··· Provided material ···

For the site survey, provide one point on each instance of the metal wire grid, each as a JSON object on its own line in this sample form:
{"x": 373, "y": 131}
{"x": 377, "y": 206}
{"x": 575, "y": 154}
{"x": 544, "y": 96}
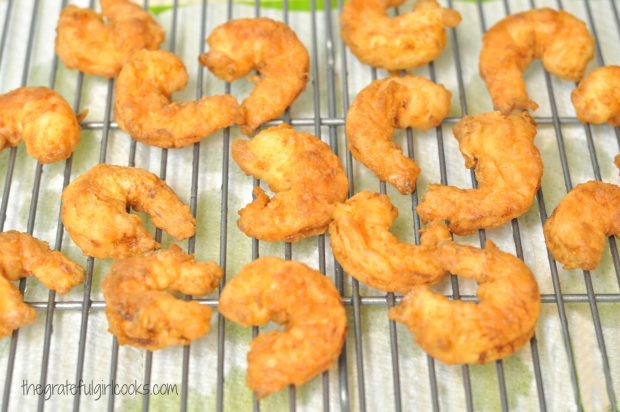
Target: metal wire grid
{"x": 332, "y": 122}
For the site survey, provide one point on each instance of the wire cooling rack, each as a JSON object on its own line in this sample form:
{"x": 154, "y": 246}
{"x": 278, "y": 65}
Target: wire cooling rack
{"x": 562, "y": 376}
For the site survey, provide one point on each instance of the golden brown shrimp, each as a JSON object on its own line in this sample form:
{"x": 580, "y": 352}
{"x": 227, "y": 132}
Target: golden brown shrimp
{"x": 22, "y": 255}
{"x": 380, "y": 107}
{"x": 597, "y": 98}
{"x": 94, "y": 211}
{"x": 410, "y": 40}
{"x": 306, "y": 175}
{"x": 363, "y": 245}
{"x": 274, "y": 51}
{"x": 143, "y": 108}
{"x": 140, "y": 306}
{"x": 457, "y": 332}
{"x": 508, "y": 168}
{"x": 559, "y": 39}
{"x": 84, "y": 41}
{"x": 300, "y": 299}
{"x": 43, "y": 119}
{"x": 578, "y": 227}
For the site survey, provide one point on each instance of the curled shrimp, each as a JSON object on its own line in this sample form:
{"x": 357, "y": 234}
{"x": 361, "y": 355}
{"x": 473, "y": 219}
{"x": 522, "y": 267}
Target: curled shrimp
{"x": 42, "y": 119}
{"x": 140, "y": 307}
{"x": 22, "y": 255}
{"x": 380, "y": 107}
{"x": 94, "y": 211}
{"x": 457, "y": 332}
{"x": 84, "y": 41}
{"x": 410, "y": 40}
{"x": 143, "y": 108}
{"x": 559, "y": 39}
{"x": 597, "y": 98}
{"x": 274, "y": 51}
{"x": 363, "y": 245}
{"x": 508, "y": 169}
{"x": 305, "y": 303}
{"x": 578, "y": 227}
{"x": 306, "y": 176}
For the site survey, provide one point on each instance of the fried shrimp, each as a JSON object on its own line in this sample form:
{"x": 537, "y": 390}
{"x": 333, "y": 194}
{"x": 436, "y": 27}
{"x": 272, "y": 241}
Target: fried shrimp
{"x": 140, "y": 306}
{"x": 410, "y": 40}
{"x": 43, "y": 119}
{"x": 22, "y": 255}
{"x": 143, "y": 108}
{"x": 597, "y": 99}
{"x": 94, "y": 211}
{"x": 508, "y": 168}
{"x": 301, "y": 300}
{"x": 274, "y": 51}
{"x": 457, "y": 332}
{"x": 84, "y": 41}
{"x": 578, "y": 227}
{"x": 365, "y": 248}
{"x": 559, "y": 39}
{"x": 384, "y": 105}
{"x": 306, "y": 176}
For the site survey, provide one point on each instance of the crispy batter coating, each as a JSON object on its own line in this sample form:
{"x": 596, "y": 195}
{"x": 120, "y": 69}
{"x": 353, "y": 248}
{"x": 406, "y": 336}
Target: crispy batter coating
{"x": 43, "y": 119}
{"x": 306, "y": 176}
{"x": 22, "y": 255}
{"x": 410, "y": 40}
{"x": 274, "y": 51}
{"x": 384, "y": 105}
{"x": 86, "y": 42}
{"x": 559, "y": 39}
{"x": 597, "y": 98}
{"x": 141, "y": 308}
{"x": 457, "y": 332}
{"x": 508, "y": 168}
{"x": 363, "y": 245}
{"x": 143, "y": 107}
{"x": 94, "y": 211}
{"x": 299, "y": 299}
{"x": 578, "y": 227}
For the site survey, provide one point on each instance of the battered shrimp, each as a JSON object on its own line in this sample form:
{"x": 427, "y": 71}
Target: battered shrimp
{"x": 562, "y": 41}
{"x": 597, "y": 99}
{"x": 380, "y": 107}
{"x": 143, "y": 108}
{"x": 457, "y": 332}
{"x": 508, "y": 168}
{"x": 403, "y": 42}
{"x": 43, "y": 119}
{"x": 363, "y": 245}
{"x": 22, "y": 255}
{"x": 299, "y": 299}
{"x": 578, "y": 227}
{"x": 306, "y": 176}
{"x": 86, "y": 42}
{"x": 140, "y": 306}
{"x": 274, "y": 51}
{"x": 94, "y": 211}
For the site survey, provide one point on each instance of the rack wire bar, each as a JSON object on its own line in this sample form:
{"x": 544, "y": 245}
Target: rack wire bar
{"x": 356, "y": 300}
{"x": 339, "y": 121}
{"x": 333, "y": 142}
{"x": 337, "y": 69}
{"x": 7, "y": 188}
{"x": 545, "y": 298}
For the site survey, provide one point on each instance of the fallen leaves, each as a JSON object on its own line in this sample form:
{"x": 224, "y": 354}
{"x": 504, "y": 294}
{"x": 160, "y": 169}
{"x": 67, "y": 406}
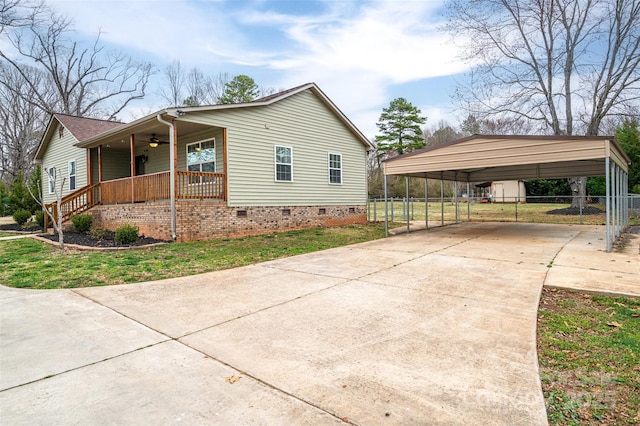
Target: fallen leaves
{"x": 232, "y": 379}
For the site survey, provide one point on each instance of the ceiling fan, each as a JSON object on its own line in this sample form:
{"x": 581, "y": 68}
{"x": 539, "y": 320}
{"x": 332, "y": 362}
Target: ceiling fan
{"x": 154, "y": 141}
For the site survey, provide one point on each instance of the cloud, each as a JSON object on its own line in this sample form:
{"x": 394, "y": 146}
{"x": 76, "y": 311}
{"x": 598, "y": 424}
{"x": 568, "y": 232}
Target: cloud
{"x": 358, "y": 52}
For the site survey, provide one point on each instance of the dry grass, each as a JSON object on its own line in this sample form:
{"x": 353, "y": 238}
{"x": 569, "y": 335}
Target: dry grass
{"x": 485, "y": 212}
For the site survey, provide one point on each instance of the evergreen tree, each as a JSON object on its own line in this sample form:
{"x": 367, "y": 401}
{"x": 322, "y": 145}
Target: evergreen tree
{"x": 399, "y": 125}
{"x": 241, "y": 89}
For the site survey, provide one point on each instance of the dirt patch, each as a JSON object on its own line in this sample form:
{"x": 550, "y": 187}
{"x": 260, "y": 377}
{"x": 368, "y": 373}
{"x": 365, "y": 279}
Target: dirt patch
{"x": 108, "y": 242}
{"x": 575, "y": 211}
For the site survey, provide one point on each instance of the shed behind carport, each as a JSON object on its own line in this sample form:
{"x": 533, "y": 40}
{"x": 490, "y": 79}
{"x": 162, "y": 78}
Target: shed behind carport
{"x": 481, "y": 158}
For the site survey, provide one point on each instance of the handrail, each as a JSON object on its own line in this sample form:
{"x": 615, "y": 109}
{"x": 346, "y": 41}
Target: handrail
{"x": 77, "y": 202}
{"x": 148, "y": 187}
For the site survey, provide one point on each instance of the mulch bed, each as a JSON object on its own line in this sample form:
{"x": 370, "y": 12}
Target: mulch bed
{"x": 86, "y": 240}
{"x": 575, "y": 211}
{"x": 14, "y": 227}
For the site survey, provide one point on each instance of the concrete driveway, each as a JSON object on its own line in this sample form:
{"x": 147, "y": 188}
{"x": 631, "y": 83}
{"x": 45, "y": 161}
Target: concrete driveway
{"x": 433, "y": 327}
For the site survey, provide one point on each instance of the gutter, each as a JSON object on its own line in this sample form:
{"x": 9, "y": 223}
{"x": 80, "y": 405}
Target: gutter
{"x": 172, "y": 174}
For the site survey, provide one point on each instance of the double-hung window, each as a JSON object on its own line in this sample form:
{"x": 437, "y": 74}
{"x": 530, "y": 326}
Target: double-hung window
{"x": 284, "y": 163}
{"x": 52, "y": 180}
{"x": 201, "y": 157}
{"x": 72, "y": 175}
{"x": 335, "y": 169}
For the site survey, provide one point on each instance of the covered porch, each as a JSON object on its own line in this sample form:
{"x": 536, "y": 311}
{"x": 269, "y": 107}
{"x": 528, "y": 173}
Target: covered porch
{"x": 157, "y": 158}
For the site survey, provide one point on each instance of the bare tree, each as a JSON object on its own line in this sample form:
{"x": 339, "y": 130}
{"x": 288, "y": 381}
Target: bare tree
{"x": 21, "y": 122}
{"x": 81, "y": 81}
{"x": 56, "y": 218}
{"x": 192, "y": 88}
{"x": 564, "y": 65}
{"x": 43, "y": 70}
{"x": 172, "y": 91}
{"x": 442, "y": 133}
{"x": 18, "y": 13}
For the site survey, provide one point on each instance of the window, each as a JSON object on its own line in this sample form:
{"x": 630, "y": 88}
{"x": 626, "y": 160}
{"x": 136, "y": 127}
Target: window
{"x": 201, "y": 157}
{"x": 284, "y": 163}
{"x": 72, "y": 175}
{"x": 52, "y": 180}
{"x": 335, "y": 168}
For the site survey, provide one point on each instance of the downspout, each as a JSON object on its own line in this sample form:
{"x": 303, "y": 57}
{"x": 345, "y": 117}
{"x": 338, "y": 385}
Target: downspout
{"x": 172, "y": 175}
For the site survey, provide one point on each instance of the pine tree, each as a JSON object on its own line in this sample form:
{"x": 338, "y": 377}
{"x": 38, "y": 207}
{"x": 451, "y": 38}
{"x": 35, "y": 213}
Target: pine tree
{"x": 399, "y": 125}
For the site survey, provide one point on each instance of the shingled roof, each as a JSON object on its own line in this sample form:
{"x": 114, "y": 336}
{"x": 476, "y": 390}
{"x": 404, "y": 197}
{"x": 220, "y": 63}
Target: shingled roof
{"x": 84, "y": 128}
{"x": 81, "y": 128}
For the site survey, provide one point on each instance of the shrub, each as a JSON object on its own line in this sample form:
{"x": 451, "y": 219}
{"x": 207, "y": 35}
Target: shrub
{"x": 21, "y": 216}
{"x": 126, "y": 234}
{"x": 100, "y": 234}
{"x": 82, "y": 222}
{"x": 40, "y": 218}
{"x": 29, "y": 225}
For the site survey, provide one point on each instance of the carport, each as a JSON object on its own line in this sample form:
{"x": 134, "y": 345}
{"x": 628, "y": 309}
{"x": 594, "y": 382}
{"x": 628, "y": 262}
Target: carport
{"x": 482, "y": 158}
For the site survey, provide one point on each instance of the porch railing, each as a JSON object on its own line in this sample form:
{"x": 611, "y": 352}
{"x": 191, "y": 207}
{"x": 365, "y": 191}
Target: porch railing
{"x": 151, "y": 187}
{"x": 75, "y": 203}
{"x": 201, "y": 185}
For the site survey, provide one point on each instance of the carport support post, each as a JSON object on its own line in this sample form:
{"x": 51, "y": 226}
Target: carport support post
{"x": 406, "y": 188}
{"x": 607, "y": 179}
{"x": 426, "y": 203}
{"x": 386, "y": 209}
{"x": 468, "y": 203}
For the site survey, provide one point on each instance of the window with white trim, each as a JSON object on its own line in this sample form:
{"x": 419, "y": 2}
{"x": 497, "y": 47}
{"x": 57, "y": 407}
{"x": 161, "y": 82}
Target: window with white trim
{"x": 284, "y": 163}
{"x": 72, "y": 175}
{"x": 201, "y": 156}
{"x": 52, "y": 180}
{"x": 335, "y": 169}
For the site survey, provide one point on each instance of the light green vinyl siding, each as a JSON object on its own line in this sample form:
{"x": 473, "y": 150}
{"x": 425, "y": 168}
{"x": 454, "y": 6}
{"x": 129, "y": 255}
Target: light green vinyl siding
{"x": 58, "y": 154}
{"x": 116, "y": 163}
{"x": 305, "y": 124}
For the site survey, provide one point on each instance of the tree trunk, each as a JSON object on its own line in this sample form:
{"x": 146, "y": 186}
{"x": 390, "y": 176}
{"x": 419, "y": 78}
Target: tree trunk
{"x": 578, "y": 191}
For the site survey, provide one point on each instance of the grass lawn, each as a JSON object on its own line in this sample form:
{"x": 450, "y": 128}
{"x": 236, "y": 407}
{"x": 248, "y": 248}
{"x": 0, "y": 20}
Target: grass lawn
{"x": 9, "y": 234}
{"x": 588, "y": 346}
{"x": 27, "y": 263}
{"x": 589, "y": 355}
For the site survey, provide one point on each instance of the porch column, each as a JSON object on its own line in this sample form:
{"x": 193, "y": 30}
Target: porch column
{"x": 608, "y": 186}
{"x": 132, "y": 149}
{"x": 89, "y": 177}
{"x": 224, "y": 165}
{"x": 99, "y": 163}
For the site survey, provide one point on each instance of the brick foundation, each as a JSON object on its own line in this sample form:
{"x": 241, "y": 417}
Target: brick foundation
{"x": 200, "y": 220}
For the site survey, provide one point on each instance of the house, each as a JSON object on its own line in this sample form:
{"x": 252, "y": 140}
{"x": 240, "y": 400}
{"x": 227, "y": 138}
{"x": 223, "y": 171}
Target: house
{"x": 290, "y": 160}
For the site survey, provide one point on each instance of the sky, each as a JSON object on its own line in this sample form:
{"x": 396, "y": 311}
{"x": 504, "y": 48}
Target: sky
{"x": 362, "y": 54}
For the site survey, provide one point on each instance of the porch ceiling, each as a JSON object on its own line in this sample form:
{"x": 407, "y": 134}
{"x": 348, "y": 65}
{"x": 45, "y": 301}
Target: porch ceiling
{"x": 143, "y": 132}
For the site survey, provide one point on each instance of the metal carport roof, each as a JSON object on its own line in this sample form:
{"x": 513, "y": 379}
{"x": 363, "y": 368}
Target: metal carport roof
{"x": 481, "y": 158}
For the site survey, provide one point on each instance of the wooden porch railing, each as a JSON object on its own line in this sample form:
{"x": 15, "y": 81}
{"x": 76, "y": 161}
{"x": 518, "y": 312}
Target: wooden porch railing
{"x": 75, "y": 203}
{"x": 151, "y": 187}
{"x": 201, "y": 185}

···

> _What the task requires_: Can you rewrite the material starting at the line containing "the house, each" and ending at the last line of the material, with every "porch ceiling" changed to "patio ceiling" and nothing else altered?

> _Task output_:
For the site survey, provide one point on each instance of the house, each as a JSON object on its own line in this sample form:
{"x": 252, "y": 140}
{"x": 240, "y": 400}
{"x": 227, "y": 138}
{"x": 223, "y": 171}
Target: house
{"x": 290, "y": 160}
For the site survey, provide one point on each instance of the sky, each as a JSON object on its own line in this sample form:
{"x": 396, "y": 311}
{"x": 504, "y": 48}
Target: sky
{"x": 362, "y": 54}
For the site survey, provide one point on each instance of the patio ceiling, each as a JSON object on its own line in this sample form:
{"x": 407, "y": 134}
{"x": 348, "y": 65}
{"x": 45, "y": 301}
Target: patio ceiling
{"x": 143, "y": 132}
For the site survey, provide one point on each instance of the metal carport roof, each as a JSON object on its own line in this sample form:
{"x": 513, "y": 379}
{"x": 363, "y": 368}
Target: metal carport roof
{"x": 481, "y": 158}
For the site survey, provide one point on each instance of the wooden porch railing, each as a JSON object on its own line in this sample form:
{"x": 15, "y": 81}
{"x": 76, "y": 161}
{"x": 518, "y": 312}
Target: wooden porch railing
{"x": 75, "y": 203}
{"x": 151, "y": 187}
{"x": 201, "y": 185}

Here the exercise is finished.